▸ Extracted information
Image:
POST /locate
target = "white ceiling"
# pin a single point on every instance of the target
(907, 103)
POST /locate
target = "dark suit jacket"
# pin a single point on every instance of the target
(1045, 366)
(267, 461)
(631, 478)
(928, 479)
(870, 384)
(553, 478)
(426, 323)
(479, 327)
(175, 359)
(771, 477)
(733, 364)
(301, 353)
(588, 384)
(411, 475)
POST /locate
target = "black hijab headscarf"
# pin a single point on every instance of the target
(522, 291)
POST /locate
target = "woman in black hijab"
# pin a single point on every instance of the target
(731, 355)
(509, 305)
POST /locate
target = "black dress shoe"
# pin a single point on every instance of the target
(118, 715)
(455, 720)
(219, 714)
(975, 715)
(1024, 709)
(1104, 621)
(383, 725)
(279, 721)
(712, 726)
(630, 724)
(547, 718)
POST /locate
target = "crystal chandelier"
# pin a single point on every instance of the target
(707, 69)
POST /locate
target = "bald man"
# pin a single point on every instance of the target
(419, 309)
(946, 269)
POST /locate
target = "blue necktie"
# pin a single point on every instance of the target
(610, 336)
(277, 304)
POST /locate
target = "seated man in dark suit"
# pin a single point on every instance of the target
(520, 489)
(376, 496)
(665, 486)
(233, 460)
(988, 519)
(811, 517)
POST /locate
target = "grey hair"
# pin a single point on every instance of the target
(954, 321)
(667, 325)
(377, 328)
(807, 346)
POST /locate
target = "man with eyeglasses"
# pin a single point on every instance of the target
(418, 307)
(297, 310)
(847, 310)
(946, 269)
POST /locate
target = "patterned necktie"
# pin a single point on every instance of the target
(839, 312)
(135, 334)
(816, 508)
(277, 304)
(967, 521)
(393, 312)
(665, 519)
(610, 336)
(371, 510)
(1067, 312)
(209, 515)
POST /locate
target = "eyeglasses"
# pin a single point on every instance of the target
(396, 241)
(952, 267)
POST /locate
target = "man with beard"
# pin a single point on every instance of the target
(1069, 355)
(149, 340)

▸ Task instructions
Search the data for the string "eyeglasses" and copy every line where it appears.

▸ Worked solution
target = "man with eyeglasses"
target = "eyeglasses"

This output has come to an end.